Excerpts of pointing data
_ _ _ _ _ _ _
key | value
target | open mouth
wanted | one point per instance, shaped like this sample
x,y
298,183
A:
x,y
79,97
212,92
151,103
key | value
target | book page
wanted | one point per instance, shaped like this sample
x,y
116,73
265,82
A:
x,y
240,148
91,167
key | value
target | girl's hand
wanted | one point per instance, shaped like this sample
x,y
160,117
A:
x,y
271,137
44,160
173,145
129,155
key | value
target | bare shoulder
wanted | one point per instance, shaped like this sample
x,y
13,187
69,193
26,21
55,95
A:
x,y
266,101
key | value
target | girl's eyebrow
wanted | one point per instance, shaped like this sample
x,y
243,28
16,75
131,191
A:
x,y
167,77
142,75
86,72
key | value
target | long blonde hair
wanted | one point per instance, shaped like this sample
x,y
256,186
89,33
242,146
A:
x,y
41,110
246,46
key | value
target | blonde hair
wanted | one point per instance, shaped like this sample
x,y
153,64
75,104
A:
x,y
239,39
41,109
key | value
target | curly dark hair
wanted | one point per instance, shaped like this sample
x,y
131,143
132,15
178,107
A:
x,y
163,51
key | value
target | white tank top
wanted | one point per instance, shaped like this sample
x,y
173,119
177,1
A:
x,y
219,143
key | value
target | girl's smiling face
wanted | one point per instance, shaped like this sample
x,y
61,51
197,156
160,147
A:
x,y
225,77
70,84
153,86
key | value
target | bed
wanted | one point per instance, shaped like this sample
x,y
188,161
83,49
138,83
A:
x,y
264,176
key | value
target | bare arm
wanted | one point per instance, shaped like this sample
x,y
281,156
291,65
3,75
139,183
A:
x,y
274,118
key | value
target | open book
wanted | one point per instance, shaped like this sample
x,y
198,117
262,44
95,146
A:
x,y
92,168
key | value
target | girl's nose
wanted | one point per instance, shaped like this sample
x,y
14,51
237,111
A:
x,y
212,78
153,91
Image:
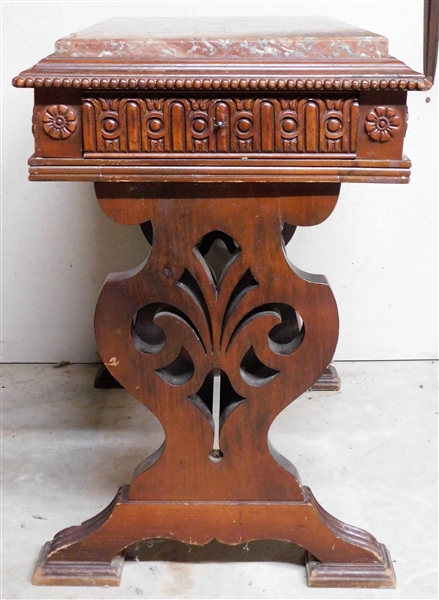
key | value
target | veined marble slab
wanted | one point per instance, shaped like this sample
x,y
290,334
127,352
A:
x,y
189,39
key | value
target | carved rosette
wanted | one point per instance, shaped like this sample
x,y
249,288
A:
x,y
382,123
59,122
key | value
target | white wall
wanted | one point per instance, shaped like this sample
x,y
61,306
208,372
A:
x,y
379,248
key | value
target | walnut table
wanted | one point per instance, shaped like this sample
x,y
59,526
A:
x,y
218,139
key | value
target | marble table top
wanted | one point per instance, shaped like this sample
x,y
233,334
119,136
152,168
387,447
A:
x,y
192,39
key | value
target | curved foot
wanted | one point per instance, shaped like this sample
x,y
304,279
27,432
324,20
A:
x,y
349,575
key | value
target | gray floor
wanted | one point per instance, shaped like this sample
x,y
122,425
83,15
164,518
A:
x,y
369,454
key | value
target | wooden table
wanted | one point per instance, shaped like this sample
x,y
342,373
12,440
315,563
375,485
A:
x,y
218,139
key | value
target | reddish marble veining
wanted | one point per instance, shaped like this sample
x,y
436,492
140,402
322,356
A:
x,y
231,39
_ _ _ _ _ _ _
▸ PROBLEM: Identify each line above that contains the word "hair" and copy all of them.

▸ EXERCISE SOLUTION:
target | long blonde hair
target | blonde hair
target | curly dark hair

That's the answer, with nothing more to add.